── SELECTED EXTRACT ──

[Beowulf] Q: IB message rate & large core counts (per node)?
Patrick Geoffray
patrick at myri.com
Mon Mar 15 13:27:23 PDT 2010
Hi Richard,
I meant to reply earlier but got busy.
On 2/27/2010 11:17 PM, richard.walsh at comcast.net wrote:
> If anyone finds errors in it please let me know so that I can fix
> them.
You don't consider the protocol efficiency, and this is a major issue on
PCIe.

───

◆ WORK TO COMPLETE
Write the next few sentences of the mailing-list reply about InfiniBand message rates, picking up after its final sentence on PCIe protocol efficiency.

── ENTRIES SHOWN ──

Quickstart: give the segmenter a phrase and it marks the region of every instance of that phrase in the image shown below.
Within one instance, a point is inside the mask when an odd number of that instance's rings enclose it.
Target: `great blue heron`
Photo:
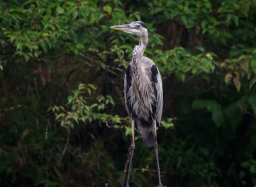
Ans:
[[[131,143],[126,186],[129,186],[131,162],[135,149],[134,129],[137,130],[148,147],[154,146],[158,167],[158,185],[162,185],[158,161],[156,130],[161,120],[163,97],[162,79],[155,63],[143,57],[147,46],[148,29],[141,21],[110,27],[112,29],[139,36],[133,49],[132,60],[125,76],[125,102],[131,119]]]

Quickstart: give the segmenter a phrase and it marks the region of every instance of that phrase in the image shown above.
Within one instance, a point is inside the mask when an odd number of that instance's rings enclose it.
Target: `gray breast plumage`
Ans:
[[[162,87],[161,76],[154,62],[144,57],[140,61],[140,67],[134,67],[132,61],[127,69],[125,102],[129,116],[135,120],[136,128],[146,140],[152,131],[152,120],[156,120],[158,126],[161,120]]]

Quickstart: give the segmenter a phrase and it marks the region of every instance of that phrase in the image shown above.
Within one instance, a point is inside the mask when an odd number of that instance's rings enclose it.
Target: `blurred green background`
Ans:
[[[161,71],[167,186],[256,185],[256,1],[0,1],[0,186],[120,186],[123,77],[142,20]],[[156,186],[136,135],[131,186]]]

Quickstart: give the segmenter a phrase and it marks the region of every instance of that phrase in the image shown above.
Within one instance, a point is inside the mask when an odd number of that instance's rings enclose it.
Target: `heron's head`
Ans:
[[[147,34],[148,36],[147,27],[146,26],[144,22],[141,21],[135,21],[126,25],[115,26],[110,27],[110,28],[121,30],[129,34],[139,36],[140,37],[145,36],[145,34]]]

───

◆ RESPONSE FOR THIS EXERCISE
First of all, I would change the labels "Raw" and "Effective" to
"Signal" and "Raw". Then, I would add a third column "Effective" which
consider the protocol overhead. The protocol overhead is the amount of
raw bandwidth that is not used for useful payload. On PCIe, on the Read
side, the data comes in small packets with a 20 Bytes header (could be
24 with optional ECRC) for a 64, 128 or 256 Bytes payload. Most PCIe
chipsets only support 64 Bytes Read Completions MTU, and even the ones
that support larger sizes would still use a majority of 64 Bytes
completions because it maps well to the transaction size on the memory
bus (HT, QPI). With 64 Bytes Read Completions, the PCIe efficiency is
64/84 = 76%, so 32 Gb/s becomes 24 Gb/s, which correspond to the hero
number quoted by MVAPICH for example (3 GB/s unidirectional).
Bidirectional efficiency is a bit worse because PCIe Acks take some raw
bandwidth too. They are coalesced but the pipeline is not very deep, so
you end up with roughly 20+20 Gb/s bidirectional.
There is a similar protocol efficiency at the IB or Ethernet level, but
the MTU is large enough that it's much smaller compared to PCIe.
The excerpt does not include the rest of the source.